- PROVIDED RECORDS:
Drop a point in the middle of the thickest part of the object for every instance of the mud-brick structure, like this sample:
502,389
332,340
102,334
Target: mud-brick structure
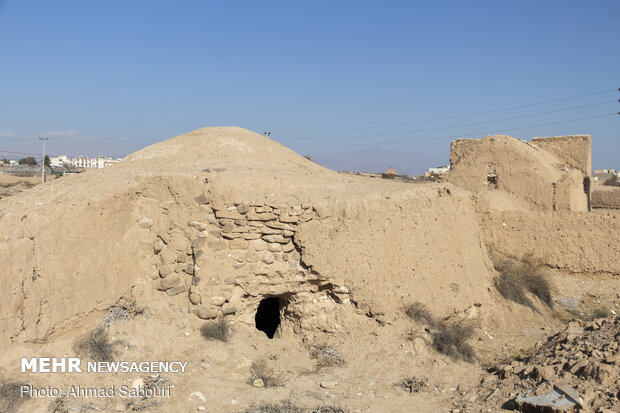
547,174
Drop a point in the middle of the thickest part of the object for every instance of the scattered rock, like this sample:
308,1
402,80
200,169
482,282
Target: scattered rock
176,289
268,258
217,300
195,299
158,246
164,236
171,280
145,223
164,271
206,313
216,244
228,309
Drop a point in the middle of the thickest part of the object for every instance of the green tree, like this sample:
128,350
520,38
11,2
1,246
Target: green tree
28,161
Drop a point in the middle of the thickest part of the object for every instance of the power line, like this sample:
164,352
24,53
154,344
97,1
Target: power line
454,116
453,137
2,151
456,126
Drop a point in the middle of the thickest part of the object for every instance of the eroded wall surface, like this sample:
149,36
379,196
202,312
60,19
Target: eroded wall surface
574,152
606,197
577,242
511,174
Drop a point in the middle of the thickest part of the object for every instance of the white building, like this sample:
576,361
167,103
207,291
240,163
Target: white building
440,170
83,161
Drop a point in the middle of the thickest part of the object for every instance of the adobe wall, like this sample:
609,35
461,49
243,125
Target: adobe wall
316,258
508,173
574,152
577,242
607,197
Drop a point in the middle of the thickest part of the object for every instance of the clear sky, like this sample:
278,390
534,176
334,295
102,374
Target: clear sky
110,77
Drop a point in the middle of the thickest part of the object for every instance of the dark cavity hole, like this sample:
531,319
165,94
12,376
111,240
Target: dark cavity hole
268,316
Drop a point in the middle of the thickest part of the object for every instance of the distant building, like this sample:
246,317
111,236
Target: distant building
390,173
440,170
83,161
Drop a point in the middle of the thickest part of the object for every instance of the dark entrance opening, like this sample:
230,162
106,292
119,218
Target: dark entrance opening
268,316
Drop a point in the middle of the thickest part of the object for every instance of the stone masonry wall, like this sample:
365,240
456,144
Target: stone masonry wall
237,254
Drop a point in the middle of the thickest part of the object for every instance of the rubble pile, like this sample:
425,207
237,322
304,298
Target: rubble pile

* * *

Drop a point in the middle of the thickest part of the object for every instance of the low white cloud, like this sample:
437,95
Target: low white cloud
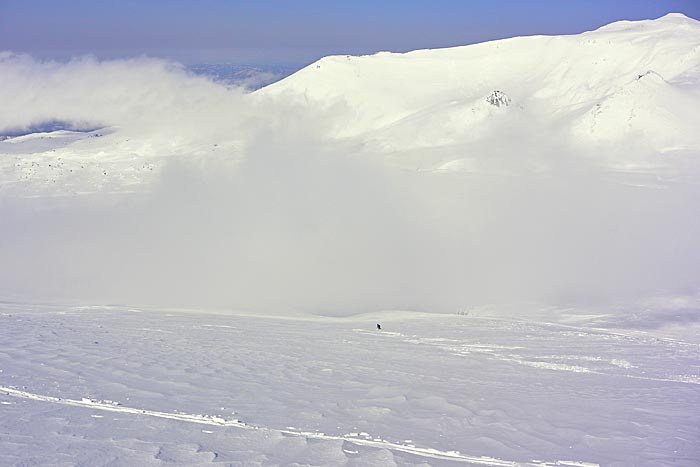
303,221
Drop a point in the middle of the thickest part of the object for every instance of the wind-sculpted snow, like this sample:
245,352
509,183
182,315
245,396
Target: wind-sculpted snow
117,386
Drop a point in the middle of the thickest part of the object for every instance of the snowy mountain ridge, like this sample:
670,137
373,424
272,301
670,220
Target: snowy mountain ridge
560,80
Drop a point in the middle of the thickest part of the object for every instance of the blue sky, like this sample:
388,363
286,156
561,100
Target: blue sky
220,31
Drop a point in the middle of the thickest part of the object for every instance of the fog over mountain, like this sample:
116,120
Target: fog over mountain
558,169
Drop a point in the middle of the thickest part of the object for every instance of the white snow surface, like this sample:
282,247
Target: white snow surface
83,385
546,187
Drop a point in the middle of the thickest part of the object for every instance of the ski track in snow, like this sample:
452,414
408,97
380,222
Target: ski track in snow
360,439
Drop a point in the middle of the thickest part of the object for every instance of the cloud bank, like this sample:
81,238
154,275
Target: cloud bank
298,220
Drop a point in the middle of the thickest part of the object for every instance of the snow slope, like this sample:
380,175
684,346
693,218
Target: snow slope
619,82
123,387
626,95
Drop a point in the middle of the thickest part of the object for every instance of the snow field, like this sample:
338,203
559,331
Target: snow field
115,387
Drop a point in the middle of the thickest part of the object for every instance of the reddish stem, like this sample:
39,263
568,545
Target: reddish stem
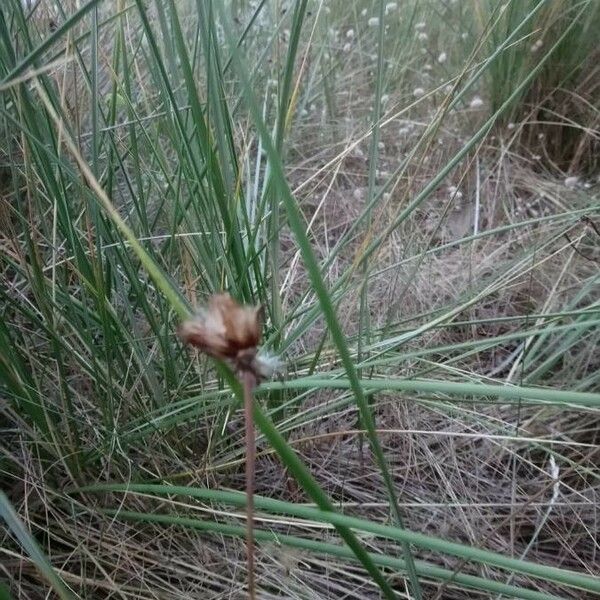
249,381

- GIVEN INSTRUCTION: Which lines in the listing above contain the string "ridge"? Pull out each one and copy it in full.

- OUTPUT FOR THIS TASK:
Drop a point in the middle of the thickest part of the object for every instance of the snowy mountain ridge, like this sample:
Target: snowy mountain ridge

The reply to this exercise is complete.